» **EXERCISE REQUIREMENTS**: Rewrite the records from the line containing "of the small" up to and including the last line of the records, requests included. Scale every x and y coordinate in the answers by 1.3 and round to whole numbers, with halves rounded up, and leave the numbers in the requests and their format samples unchanged.

» **RECORDS SUPPLIED**:
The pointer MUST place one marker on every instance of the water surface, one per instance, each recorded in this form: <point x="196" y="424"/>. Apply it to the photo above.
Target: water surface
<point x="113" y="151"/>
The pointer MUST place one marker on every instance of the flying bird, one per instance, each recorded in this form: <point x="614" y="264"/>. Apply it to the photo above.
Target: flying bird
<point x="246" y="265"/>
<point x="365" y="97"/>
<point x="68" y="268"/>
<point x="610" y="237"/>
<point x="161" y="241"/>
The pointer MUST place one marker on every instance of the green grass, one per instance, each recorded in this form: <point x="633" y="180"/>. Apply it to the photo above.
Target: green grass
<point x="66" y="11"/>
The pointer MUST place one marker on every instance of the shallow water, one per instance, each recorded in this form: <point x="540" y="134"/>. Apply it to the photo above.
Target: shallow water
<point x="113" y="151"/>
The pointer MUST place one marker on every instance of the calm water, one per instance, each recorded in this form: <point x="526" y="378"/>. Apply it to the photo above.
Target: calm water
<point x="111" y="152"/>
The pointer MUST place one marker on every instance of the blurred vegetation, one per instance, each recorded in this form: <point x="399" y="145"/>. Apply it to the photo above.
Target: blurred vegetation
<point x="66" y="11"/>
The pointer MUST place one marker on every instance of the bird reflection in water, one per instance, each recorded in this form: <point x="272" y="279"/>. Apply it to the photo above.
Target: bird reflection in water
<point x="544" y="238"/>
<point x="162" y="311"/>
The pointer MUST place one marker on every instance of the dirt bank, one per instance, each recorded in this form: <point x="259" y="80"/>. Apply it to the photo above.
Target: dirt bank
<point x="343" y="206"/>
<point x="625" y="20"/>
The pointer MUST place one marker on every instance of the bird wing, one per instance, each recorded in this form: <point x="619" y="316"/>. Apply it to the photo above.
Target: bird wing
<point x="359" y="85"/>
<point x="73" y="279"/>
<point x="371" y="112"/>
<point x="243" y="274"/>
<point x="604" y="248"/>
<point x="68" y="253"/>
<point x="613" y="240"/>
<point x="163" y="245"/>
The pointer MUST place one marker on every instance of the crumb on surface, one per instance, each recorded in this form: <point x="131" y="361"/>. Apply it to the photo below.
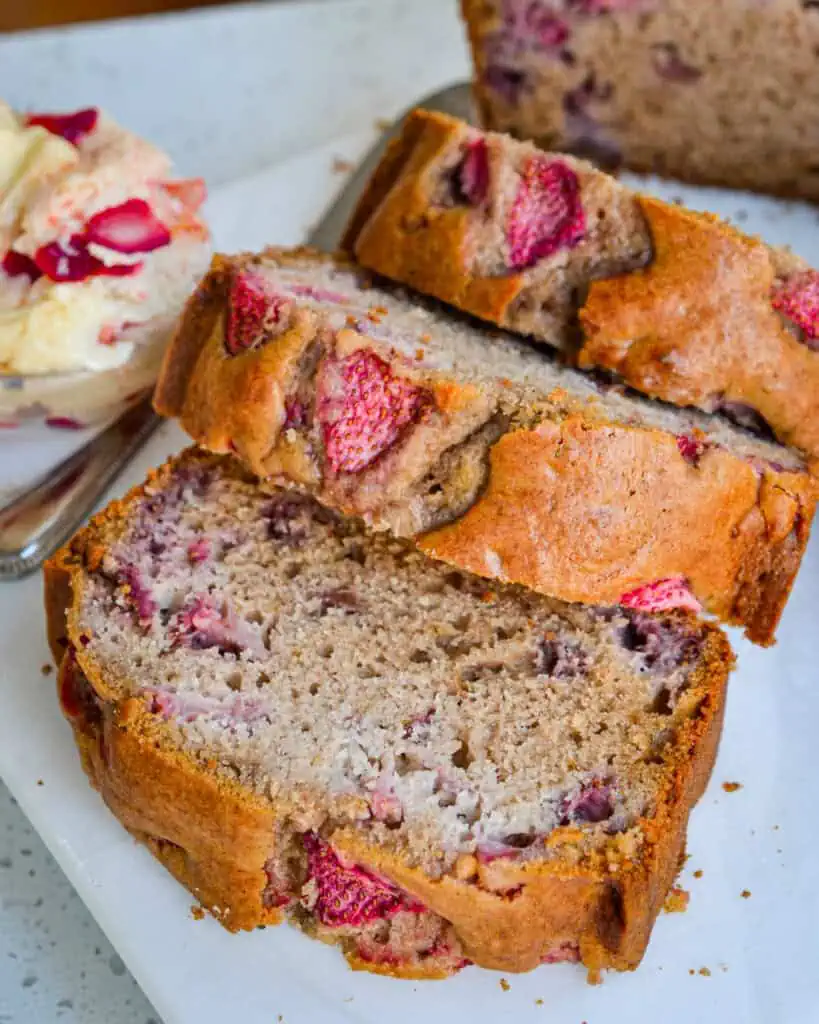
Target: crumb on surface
<point x="677" y="900"/>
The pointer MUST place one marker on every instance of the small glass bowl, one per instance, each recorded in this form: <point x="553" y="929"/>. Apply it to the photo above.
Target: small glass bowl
<point x="82" y="398"/>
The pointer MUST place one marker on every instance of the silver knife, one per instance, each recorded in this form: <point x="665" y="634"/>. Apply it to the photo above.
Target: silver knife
<point x="35" y="523"/>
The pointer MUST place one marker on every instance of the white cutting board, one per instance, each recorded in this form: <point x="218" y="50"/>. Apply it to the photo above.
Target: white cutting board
<point x="762" y="950"/>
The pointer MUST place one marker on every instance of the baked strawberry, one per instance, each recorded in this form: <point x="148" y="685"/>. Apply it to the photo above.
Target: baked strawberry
<point x="472" y="179"/>
<point x="130" y="227"/>
<point x="254" y="312"/>
<point x="547" y="214"/>
<point x="362" y="408"/>
<point x="349" y="896"/>
<point x="798" y="300"/>
<point x="662" y="595"/>
<point x="72" y="127"/>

» **RIGHT ANSWER**:
The pointer MUST place one marker on every instance of the small glass bowl, one per instance, each recorded in this form: <point x="553" y="929"/>. Apply it to the photo above.
Target: small glass bowl
<point x="107" y="517"/>
The pointer MUST place one marker on every instance of the silver knife, one per instance, each recorded in this form: <point x="665" y="634"/>. Apply it to the photo above.
Target: silver knife
<point x="46" y="680"/>
The pointer MUST place one marker on every instance of the white cutting board, one per instance, each recorded in this form: <point x="218" y="50"/>. Apply it to the photo above.
Target: white cutting board
<point x="991" y="1235"/>
The pointer MUST place one marker on every instance of the baked strawberry, one per instance, each recorded in this form: <point x="148" y="685"/>. Apply it to the photo above.
Target: baked strawberry
<point x="614" y="233"/>
<point x="169" y="295"/>
<point x="330" y="406"/>
<point x="711" y="278"/>
<point x="471" y="530"/>
<point x="454" y="1165"/>
<point x="1037" y="390"/>
<point x="861" y="774"/>
<point x="94" y="165"/>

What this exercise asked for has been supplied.